• **Aim of the exercise**: Count the lines in the listing below that contain the word "shrub", and reply with only the number.

(Source data)
..........

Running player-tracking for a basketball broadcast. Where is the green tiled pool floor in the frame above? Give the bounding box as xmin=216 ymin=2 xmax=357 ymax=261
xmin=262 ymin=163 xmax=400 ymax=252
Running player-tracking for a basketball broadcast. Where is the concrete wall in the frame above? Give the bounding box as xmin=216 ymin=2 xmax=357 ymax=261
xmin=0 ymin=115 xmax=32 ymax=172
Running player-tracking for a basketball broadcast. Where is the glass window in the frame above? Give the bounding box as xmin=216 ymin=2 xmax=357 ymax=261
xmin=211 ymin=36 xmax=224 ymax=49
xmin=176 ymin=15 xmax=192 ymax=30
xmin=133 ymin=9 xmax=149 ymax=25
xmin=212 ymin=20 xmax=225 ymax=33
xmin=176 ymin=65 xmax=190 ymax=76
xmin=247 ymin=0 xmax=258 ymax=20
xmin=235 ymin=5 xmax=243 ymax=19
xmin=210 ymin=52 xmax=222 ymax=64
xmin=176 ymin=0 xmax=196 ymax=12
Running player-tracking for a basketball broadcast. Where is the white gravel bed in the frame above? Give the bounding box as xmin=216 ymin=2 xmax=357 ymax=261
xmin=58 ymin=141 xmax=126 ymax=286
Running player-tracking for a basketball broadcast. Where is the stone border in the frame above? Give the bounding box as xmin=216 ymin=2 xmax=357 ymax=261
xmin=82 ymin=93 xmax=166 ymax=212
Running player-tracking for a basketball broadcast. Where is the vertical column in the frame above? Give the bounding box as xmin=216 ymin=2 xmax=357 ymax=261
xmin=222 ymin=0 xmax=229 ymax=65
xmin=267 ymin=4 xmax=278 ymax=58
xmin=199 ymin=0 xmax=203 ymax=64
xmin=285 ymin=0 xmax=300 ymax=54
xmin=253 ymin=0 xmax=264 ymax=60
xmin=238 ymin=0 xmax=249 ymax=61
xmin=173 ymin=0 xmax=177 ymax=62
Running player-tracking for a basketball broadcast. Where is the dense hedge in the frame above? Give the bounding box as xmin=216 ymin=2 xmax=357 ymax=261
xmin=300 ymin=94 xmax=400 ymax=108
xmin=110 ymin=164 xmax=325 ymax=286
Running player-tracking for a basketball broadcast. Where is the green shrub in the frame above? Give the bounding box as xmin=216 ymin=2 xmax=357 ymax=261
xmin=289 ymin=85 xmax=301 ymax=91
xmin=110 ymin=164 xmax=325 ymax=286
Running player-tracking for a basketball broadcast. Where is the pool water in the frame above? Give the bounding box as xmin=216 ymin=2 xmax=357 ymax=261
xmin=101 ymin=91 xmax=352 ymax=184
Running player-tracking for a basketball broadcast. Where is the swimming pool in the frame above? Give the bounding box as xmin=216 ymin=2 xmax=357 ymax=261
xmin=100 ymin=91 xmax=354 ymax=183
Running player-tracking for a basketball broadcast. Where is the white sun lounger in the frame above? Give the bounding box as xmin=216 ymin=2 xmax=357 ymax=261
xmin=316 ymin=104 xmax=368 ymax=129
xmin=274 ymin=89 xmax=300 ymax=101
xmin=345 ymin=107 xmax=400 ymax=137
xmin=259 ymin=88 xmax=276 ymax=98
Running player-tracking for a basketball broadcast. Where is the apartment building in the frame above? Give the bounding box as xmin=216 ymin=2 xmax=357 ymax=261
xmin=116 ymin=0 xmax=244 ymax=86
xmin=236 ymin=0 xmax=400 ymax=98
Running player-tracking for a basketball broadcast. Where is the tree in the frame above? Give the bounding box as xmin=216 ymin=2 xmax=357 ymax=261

..........

• **Task response**: 1